◆ Task to carry out:
When you reach the line containing "point: dark estate" in the entries below, start writing out each line exactly, and stop after the line containing "point: building facade".

Material for the task section start

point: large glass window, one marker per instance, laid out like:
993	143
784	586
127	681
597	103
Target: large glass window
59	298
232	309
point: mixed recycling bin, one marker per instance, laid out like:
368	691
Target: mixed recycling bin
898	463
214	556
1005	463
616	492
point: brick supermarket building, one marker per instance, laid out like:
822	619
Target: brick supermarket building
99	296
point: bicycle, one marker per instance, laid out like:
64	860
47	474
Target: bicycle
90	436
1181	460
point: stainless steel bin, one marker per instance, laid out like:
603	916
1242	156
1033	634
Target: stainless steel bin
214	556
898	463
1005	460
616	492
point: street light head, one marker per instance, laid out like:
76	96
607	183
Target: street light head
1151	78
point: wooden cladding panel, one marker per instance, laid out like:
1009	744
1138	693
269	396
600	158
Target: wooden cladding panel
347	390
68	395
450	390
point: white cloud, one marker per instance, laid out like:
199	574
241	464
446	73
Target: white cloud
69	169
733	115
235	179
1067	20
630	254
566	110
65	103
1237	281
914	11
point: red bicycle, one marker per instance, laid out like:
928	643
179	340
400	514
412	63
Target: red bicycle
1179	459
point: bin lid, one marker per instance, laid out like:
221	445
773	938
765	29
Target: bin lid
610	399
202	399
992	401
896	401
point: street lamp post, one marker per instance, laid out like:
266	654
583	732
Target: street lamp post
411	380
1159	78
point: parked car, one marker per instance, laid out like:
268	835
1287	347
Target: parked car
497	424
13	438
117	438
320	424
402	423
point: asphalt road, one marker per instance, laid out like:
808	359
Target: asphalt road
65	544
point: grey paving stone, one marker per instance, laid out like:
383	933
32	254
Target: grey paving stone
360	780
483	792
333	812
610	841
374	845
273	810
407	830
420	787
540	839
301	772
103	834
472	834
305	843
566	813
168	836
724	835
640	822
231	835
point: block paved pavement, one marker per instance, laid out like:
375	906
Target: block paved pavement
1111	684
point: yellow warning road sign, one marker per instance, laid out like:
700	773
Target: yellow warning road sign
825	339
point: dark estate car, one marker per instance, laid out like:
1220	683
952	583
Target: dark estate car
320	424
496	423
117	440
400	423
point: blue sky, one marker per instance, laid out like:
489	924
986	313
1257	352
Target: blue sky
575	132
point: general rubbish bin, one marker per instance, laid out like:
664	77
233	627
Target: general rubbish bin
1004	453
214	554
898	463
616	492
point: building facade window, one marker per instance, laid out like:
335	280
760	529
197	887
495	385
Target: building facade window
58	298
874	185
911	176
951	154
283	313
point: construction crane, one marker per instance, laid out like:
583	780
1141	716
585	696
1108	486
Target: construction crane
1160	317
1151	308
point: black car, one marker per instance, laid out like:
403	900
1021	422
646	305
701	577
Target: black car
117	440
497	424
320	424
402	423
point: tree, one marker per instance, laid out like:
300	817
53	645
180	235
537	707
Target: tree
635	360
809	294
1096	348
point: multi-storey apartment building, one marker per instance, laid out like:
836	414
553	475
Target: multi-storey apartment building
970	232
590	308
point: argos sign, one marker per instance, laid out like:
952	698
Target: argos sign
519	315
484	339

Material for the task section end
Material for the task section start

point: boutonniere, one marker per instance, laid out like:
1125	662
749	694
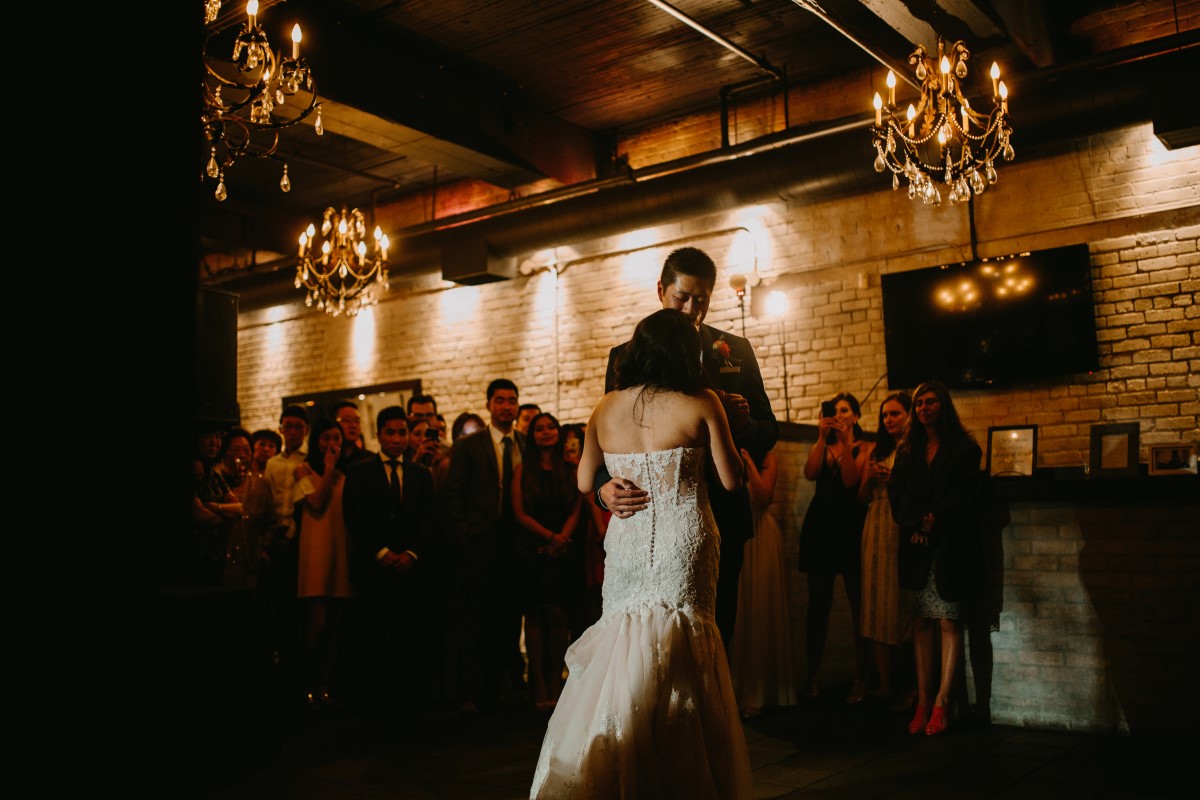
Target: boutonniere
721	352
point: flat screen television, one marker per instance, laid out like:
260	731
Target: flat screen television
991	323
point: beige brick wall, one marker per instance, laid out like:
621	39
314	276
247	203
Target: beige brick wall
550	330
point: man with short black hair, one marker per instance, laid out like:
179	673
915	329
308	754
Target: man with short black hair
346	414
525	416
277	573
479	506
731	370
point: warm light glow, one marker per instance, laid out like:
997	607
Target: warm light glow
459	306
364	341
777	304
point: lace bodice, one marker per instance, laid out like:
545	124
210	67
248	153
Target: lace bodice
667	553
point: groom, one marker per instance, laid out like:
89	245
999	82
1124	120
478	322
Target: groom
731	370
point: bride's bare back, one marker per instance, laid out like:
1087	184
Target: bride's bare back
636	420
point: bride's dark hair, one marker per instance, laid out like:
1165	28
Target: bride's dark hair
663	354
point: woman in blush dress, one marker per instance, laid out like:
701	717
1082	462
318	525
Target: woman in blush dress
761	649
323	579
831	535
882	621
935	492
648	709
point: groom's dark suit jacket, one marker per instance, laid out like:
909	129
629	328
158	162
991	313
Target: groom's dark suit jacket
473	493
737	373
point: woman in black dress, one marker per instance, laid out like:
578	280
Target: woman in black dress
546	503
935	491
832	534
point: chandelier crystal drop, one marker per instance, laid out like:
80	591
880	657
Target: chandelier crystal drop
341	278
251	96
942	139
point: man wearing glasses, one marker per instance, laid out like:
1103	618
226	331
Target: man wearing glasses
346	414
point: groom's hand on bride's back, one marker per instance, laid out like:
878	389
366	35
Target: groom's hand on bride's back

Material for the task section end
Material for the task section start

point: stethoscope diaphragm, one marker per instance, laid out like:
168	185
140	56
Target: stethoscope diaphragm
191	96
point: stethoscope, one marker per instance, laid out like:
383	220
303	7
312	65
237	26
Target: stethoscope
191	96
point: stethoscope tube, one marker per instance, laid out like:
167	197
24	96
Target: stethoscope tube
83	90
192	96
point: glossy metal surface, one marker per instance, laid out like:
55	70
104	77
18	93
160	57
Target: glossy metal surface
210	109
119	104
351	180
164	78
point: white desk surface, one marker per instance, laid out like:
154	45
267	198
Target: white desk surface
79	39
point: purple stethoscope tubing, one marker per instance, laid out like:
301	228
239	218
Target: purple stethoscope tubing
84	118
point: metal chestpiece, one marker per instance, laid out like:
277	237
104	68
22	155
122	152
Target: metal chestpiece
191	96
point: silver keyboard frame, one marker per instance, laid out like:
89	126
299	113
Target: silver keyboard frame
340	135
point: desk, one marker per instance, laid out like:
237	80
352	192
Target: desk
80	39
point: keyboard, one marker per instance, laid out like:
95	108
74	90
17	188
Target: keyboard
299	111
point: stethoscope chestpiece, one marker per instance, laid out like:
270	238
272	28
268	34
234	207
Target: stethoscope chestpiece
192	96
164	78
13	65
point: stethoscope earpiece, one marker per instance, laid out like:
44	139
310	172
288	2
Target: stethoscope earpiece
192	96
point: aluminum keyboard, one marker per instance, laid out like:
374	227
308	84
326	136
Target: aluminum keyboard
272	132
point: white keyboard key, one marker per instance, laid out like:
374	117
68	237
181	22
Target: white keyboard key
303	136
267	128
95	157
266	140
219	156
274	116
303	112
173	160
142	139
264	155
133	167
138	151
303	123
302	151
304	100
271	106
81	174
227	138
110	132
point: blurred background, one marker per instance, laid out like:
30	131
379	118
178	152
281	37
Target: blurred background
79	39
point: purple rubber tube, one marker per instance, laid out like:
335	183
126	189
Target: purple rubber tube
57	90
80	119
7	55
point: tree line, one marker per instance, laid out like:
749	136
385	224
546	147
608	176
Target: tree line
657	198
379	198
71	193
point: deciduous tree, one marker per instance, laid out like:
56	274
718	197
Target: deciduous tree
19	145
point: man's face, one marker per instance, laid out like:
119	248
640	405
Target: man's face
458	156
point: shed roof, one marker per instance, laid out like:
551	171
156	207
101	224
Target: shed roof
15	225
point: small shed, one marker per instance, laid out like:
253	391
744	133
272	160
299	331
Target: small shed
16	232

Material for the task section end

◆ Reply to the task:
point: dark estate car, one marker per instance, laid out like:
1220	683
952	583
Target: dark estate car
320	424
496	423
117	440
400	423
point: blue sky, one marker per instance, laid out like:
489	924
986	313
1257	352
Target: blue sky
575	132
point: general rubbish bin, one marker per instance, laid out like:
664	77
233	627
Target: general rubbish bin
1004	453
214	554
898	463
616	492
point: building facade window, one marker per instance, laid out like:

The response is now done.